[Source data]
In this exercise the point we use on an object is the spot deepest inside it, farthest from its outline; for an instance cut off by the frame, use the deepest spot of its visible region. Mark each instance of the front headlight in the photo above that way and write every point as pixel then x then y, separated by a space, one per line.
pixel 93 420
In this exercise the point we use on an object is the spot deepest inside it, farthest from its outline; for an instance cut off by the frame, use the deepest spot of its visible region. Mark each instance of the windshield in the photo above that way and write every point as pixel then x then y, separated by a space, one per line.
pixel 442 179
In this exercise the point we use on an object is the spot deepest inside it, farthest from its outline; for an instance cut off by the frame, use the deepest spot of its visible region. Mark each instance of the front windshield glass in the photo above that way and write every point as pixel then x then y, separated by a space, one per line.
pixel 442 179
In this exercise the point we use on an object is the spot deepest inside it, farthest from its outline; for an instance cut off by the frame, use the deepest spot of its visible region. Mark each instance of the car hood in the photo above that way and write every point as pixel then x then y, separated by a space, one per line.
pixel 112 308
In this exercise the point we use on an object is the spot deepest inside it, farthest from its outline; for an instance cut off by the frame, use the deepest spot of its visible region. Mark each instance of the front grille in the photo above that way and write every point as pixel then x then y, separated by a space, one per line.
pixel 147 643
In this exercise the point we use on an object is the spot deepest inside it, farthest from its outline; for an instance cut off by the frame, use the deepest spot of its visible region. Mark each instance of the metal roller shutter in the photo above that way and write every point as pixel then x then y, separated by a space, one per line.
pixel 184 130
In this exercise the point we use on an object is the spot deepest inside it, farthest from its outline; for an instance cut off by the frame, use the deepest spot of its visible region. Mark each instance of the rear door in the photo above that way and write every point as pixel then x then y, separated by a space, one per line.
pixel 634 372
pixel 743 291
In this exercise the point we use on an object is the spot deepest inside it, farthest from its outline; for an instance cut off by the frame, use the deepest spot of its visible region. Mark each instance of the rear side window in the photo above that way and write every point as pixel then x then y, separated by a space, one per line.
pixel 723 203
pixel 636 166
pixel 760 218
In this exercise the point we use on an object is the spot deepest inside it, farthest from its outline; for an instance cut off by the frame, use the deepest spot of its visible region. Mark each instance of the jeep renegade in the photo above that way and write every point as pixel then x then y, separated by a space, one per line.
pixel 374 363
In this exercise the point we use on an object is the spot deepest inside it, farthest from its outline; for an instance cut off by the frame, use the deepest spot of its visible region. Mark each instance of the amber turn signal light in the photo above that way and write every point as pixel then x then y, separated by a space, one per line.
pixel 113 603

REQUIREMENT.
Could you reproduce every record exactly as shown above?

SOLUTION TO THIS PROBLEM.
In this exercise the point we use on an object is the spot deepest inside it, farthest from its outline; for an instance cut off by the frame, use the deepest spot of its visible region. Mark each instance of the front headlight in the photo above that way and write every point as pixel then x then y, separated by a space, one per line.
pixel 93 420
In this exercise the point we use on an object is the spot deepest inside it, farthest from its outline; for an instance cut off by the frame, use the deepest spot of its visible region. Mark each instance of the windshield in the photo above that way and write every point as pixel then x then y, separated by a space, one per line.
pixel 442 179
In this exercise the point we use on an object is the spot deepest inside it, farthest from its outline; for an instance cut off by the frame, use the deepest spot of its visible region. Mark each instance of the front windshield glass in the photo above that way and write every point as pixel then x then y, separated by a space, one per line.
pixel 442 179
In this exercise the point we use on an object is the spot deepest inside it, farthest from its outline; for an instance cut off by the frame, use the deepest spot of its visible region. Mark each instance of the car hood in the photo above that way and write every point as pixel then x then y, separated by a space, one per line.
pixel 112 308
In this exercise the point we use on an object is the spot deepest inside it, farthest from its outline; for an instance cut off by the frame, use the deepest spot of its visible region. Mark each instance of the front grille in the photo above that way and write every point as pixel then x then y, separated by a space, one per line.
pixel 147 643
In this exercise the point we use on an object is the spot deepest inside it, farthest from its outline; for an instance cut off by the frame, use the deepest spot of its visible region. Mark each instance of the metal roller shutter in the photo above that way and write every point as pixel then x then y, separated by a space, one per line.
pixel 184 130
In this exercise the point we use on an object is the spot deepest inside it, farthest from its outline; for an instance cut off by the frame, use the deepest spot of its visible region. Mark each instance of the rear door in the photo above that way and write every point as pixel then x then y, separated by a space, one per line.
pixel 634 372
pixel 743 291
In this exercise the point we use on an object is the spot deepest inside it, farthest from its outline; for an instance cut off by the frame, use the deepest spot of its visible region. Mark each instance of the rear side window in the photo above that way and write every point as pixel then x then y, separated by a space, one per line.
pixel 723 203
pixel 636 166
pixel 760 218
In this exercise the point we use on an object is the spot deepest inside it, farthest from its outline; for an instance cut off by the frame, use the deepest spot of its visible region. Mark each instance of the jeep renegade in the photo above that way and write every point as pixel then x then y, separated by a space, one per line.
pixel 374 363
In this exercise the point we use on an object is the spot deepest inside it, farthest from its outline; for an instance cut off by the frame, use the deepest spot of its visible region. Mark each instance of the amber turn signal light in the photo above that way and write every point as pixel then x then y, separated by a space, one per line.
pixel 113 603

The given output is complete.